***** Task data
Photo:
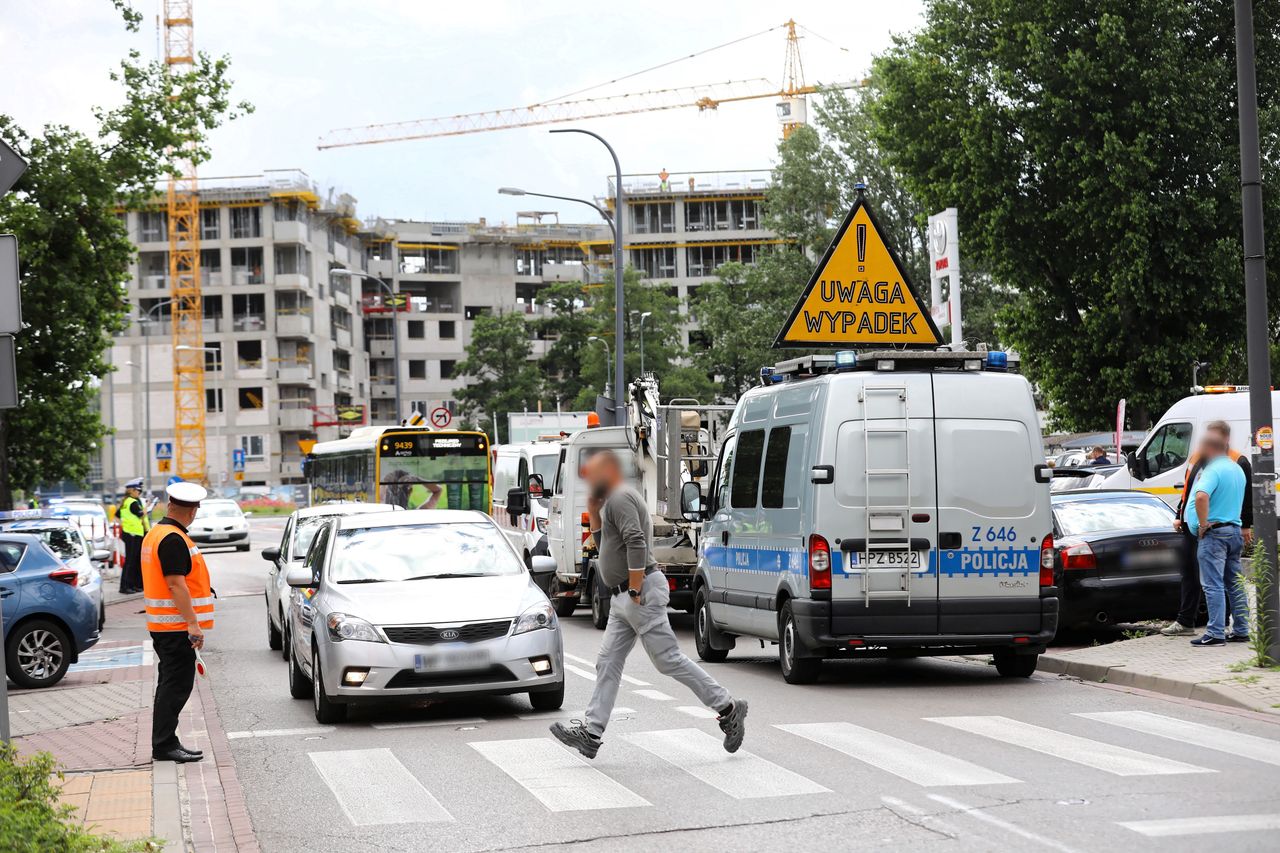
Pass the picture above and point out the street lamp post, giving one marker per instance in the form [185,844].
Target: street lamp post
[352,273]
[608,357]
[618,308]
**********
*Short exercise:*
Render the entries above as a two-column CSV with the headers entry_text and entry_answer and one row for each entry. Put each field in double quotes, replace any line breaks with spaces, and omit the pictures.

*Problem solution:*
entry_text,entry_answer
"Photo: Pass the picture above and point out the street lamp post, giving one marker per instance in the form [185,844]. Target: street lamp post","[352,273] [608,357] [618,308]"